**Goal 1:**
According to the article on preventing bike flats, why are bicycle tires more prone to flats than car tires?
**Goal 2:**
Rewrite the passage of the article on preventing bike flats starting at "How to Prevent" and ending at "the first place.", substituting "repair kit" for "patch kit".

**Quoted passage:**
################

How to Prevent Your Bike From Getting a Flat Tire
If you aren’t prepared, a flat tire can really ruin a great bike ride. While most serious riders carry extra tubes, a patch kit, and a pump or compressed air with them when they ride, that’s a lot of hassle for the rest of us. Fortunately for you, there are many ways to prevent getting flats in the first place.
As you may already know from experience, even a thorn can pop a bike tire. This is because bicycle tires are much more prone to flats than car tires are, due to limitations in weight and cost. However, by using any of the following solutions, or even better, a combination of them, you can have a good chance of never getting a flat.

################

**Data lines:**
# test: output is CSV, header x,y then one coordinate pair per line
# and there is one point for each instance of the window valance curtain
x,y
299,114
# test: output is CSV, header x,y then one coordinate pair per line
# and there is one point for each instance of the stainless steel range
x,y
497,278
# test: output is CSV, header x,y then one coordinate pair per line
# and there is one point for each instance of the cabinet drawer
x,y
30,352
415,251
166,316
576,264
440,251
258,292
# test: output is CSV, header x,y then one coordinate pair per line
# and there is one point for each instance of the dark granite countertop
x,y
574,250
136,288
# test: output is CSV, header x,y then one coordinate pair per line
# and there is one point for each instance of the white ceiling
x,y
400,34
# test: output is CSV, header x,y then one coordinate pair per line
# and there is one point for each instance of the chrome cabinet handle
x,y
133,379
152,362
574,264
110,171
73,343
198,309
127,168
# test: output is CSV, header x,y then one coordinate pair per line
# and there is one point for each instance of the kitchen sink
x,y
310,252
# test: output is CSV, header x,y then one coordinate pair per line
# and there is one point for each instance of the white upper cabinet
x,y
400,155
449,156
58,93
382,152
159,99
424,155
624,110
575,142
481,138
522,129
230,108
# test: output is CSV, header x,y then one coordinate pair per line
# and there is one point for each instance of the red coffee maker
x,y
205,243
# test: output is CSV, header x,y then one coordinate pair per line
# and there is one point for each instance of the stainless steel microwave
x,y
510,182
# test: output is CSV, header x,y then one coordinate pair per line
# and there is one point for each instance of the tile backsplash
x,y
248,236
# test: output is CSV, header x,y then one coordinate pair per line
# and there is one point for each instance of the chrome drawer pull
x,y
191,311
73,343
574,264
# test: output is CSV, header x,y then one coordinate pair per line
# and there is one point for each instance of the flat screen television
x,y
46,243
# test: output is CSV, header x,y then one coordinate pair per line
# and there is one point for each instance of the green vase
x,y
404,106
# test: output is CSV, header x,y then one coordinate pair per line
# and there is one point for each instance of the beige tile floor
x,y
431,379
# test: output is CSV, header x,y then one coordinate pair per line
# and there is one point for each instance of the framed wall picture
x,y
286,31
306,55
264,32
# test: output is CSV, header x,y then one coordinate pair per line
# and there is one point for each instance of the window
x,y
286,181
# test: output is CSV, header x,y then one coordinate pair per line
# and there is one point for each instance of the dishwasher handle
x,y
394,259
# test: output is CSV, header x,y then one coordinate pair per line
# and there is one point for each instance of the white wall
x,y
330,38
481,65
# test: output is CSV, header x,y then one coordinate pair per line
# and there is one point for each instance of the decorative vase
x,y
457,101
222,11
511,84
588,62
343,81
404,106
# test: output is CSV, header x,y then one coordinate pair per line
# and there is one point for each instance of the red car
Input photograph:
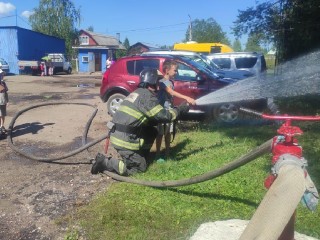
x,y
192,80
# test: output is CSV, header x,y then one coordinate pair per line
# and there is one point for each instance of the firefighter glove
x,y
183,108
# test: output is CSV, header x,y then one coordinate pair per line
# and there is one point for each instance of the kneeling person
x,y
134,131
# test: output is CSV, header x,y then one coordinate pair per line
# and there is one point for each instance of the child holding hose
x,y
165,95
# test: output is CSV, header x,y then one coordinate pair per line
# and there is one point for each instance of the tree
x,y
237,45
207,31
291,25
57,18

################

**Complete response 1:**
Because of limitations in weight and cost.

**Complete response 2:**
How to Prevent Your Bike From Getting a Flat Tire
If you aren’t prepared, a flat tire can really ruin a great bike ride. While most serious riders carry extra tubes, a repair kit, and a pump or compressed air with them when they ride, that’s a lot of hassle for the rest of us. Fortunately for you, there are many ways to prevent getting flats in the first place.